■ **WORK TO COMPLETE**: Show every line of the records below that contains the word "bowl".

■ **TASK INPUTS**:
+ + +
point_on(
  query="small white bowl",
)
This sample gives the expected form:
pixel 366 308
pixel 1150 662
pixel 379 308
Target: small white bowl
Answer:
+ + +
■ **EXPECTED ANSWER**:
  query="small white bowl",
Target: small white bowl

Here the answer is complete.